* ESTRATTO DEL TESTO:
· · · · ·

Oltre 220 affiliati, decine e decine di omicidi, continue estorsioni, intimidazioni, traffico di droga, rapporti con la politica (e con i politici): stiamo parlando del clan Trigila (o “Pinnintula”, se preferite), che prende il nome dallo storico capo – pluricondannato ed in galera da anni -, Antonino (detto Pinuccio) Trigila, ovvero “Pinnintula”.
Il clan Trigila opera nella zona meridionale della provincia di Siracusa (da Noto a Rosolini, passando per Avola e Pachino) e si inserisce nel più vasto cartello criminale “Aparo-Nardo-Trigila”, guidato da Sebastiano (detto Nello) Nardo ed a sua volta strettamente legato alla famiglia catanese di Cosa Nostra, diretta da Benedetto (detto Nitto) Santapaola.
E’ da anni oramai che la “longa manus” di Antonino (Pinuccio) Trigila rimane a comandare il clan, riconosciuto con diverse sentenze oramai passate in giudicato che hanno permesso di fare piena (o quasi) luce su decine di omicidi, estorsioni e azioni criminose.

· · · · ·

* ATTIVITÀ DA SVOLGERE:
(a) Nel brano sul clan Trigila, in quale zona opera il clan?
(b) Ripeti il brano sul clan Trigila parola per parola, iniziando da "Il clan Trigila" e terminando con "(detto Nitto) Santapaola.".

* CONTENUTO DEI DATI:

· · · · ·

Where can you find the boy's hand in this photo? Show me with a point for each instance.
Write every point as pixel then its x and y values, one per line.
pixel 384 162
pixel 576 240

· · · · ·

* RISPOSTE AI COMPITI:
(a) Nella zona meridionale della provincia di Siracusa, da Noto a Rosolini, passando per Avola e Pachino.

(b)
Il clan Trigila opera nella zona meridionale della provincia di Siracusa (da Noto a Rosolini, passando per Avola e Pachino) e si inserisce nel più vasto cartello criminale “Aparo-Nardo-Trigila”, guidato da Sebastiano (detto Nello) Nardo ed a sua volta strettamente legato alla famiglia catanese di Cosa Nostra, diretta da Benedetto (detto Nitto) Santapaola.